Job item – Line by line, print the records exactly.

Collected data:

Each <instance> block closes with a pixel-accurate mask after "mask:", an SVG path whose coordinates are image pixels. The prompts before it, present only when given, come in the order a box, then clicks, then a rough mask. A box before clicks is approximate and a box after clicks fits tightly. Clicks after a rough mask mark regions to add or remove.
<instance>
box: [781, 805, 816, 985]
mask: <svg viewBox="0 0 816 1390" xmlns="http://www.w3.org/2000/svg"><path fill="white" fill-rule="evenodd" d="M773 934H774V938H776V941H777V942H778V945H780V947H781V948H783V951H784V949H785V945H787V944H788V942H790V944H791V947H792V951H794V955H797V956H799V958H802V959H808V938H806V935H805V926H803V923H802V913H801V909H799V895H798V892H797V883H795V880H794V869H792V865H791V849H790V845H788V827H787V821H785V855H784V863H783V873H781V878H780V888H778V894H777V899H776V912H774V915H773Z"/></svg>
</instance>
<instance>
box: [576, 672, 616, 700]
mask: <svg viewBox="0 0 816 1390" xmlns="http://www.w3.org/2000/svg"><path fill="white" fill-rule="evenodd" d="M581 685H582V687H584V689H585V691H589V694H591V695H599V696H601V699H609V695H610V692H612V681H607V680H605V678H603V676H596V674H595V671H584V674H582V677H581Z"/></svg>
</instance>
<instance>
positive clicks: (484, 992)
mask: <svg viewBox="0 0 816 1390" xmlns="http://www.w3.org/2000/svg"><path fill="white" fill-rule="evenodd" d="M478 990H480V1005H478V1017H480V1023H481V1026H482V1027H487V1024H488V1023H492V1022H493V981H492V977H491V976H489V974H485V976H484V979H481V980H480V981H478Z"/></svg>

Task answer –
Each <instance> block closes with a pixel-accurate mask after "mask:", an SVG path whose coordinates are image pixels. The prompts before it, present only when given, come in the order a box, then clicks, then a rough mask. A box before clicks is approximate and a box after clicks fits tightly. Clicks after a rough mask mark regions to add or remove.
<instance>
box: [781, 805, 816, 985]
mask: <svg viewBox="0 0 816 1390" xmlns="http://www.w3.org/2000/svg"><path fill="white" fill-rule="evenodd" d="M773 934H774V938H776V941H777V942H778V945H780V947H781V948H783V951H784V949H785V945H787V944H788V942H790V944H791V947H792V951H794V955H797V956H799V958H802V959H808V938H806V935H805V926H803V923H802V913H801V909H799V895H798V892H797V883H795V880H794V869H792V865H791V849H790V845H788V827H787V821H785V855H784V863H783V873H781V878H780V888H778V894H777V899H776V912H774V915H773Z"/></svg>
</instance>
<instance>
box: [576, 672, 616, 700]
mask: <svg viewBox="0 0 816 1390" xmlns="http://www.w3.org/2000/svg"><path fill="white" fill-rule="evenodd" d="M581 685H582V687H584V689H585V691H589V694H591V695H599V696H601V699H609V695H610V692H612V681H607V680H605V678H603V676H596V674H595V671H584V674H582V677H581Z"/></svg>
</instance>
<instance>
positive clicks: (484, 992)
mask: <svg viewBox="0 0 816 1390" xmlns="http://www.w3.org/2000/svg"><path fill="white" fill-rule="evenodd" d="M478 990H480V1005H478V1017H480V1023H481V1026H482V1027H487V1024H488V1023H492V1022H493V981H492V977H491V976H489V974H485V976H484V979H481V980H480V981H478Z"/></svg>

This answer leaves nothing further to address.